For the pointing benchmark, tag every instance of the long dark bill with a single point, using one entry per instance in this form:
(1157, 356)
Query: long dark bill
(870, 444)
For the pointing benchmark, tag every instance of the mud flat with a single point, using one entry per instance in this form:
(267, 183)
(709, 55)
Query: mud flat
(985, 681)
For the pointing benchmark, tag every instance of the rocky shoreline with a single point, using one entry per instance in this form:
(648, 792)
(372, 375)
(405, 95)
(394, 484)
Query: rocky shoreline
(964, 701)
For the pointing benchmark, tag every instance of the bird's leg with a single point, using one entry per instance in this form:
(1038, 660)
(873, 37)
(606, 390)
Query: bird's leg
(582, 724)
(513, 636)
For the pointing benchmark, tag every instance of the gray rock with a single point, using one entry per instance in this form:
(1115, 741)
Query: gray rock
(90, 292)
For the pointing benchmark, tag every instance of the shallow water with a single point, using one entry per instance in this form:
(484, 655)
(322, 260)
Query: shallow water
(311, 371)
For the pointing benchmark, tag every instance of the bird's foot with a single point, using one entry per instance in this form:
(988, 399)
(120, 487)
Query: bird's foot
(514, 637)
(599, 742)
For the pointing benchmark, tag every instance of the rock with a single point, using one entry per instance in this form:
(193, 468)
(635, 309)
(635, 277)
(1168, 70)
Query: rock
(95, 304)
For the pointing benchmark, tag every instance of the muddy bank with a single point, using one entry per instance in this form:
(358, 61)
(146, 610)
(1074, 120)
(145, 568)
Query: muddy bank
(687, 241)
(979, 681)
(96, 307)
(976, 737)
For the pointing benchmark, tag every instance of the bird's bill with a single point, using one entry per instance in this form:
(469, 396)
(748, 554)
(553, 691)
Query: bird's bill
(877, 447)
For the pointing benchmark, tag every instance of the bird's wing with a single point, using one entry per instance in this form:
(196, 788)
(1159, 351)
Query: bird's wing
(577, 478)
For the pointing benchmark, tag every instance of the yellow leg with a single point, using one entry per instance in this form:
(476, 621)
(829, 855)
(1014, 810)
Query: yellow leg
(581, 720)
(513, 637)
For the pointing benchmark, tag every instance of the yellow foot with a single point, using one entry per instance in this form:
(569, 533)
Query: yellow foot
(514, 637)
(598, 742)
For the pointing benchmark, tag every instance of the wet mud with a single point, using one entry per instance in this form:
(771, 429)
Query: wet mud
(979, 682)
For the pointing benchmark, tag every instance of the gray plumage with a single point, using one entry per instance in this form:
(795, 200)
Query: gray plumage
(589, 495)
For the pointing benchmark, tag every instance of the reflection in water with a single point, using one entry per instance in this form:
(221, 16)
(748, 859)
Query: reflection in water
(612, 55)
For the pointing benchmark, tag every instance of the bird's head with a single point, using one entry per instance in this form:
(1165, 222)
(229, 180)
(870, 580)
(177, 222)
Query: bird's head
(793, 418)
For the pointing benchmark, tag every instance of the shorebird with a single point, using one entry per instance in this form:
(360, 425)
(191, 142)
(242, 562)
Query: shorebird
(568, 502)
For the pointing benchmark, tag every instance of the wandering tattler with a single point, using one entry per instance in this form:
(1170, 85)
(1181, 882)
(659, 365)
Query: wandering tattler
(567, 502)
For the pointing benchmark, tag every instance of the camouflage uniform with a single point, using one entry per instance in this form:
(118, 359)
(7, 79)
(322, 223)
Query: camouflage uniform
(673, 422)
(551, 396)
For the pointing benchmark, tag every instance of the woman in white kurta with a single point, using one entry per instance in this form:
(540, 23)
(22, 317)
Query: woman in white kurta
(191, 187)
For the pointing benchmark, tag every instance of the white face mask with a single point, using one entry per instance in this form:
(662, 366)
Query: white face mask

What you are asked to do
Convert everything in the data above, from the line containing "For the pointing benchmark, tag every instance of the wandering" down to the final line, into a numbered list, omitting any blank lines.

Answer
1. For the pointing benchmark, tag every instance of the wandering tattler with a single point, using one entry per instance in this form:
2. (1170, 85)
3. (1181, 882)
4. (659, 365)
5. Query: wandering tattler
6. (567, 502)
7. For the pointing benchmark, tag every instance of the camouflage uniform with a single point, using one entry per instance in this form:
8. (118, 359)
9. (7, 79)
10. (322, 223)
11. Query: camouflage uniform
12. (673, 422)
13. (551, 396)
14. For the pointing benchmark, tag every instance of the woman in white kurta with a single point, using one entry per instance in this form:
15. (540, 23)
16. (22, 317)
17. Query: woman in white kurta
18. (191, 187)
19. For the pointing benchmark, tag every instance of the white face mask with a single point, using one entry per instance in this form:
20. (662, 366)
21. Query: white face mask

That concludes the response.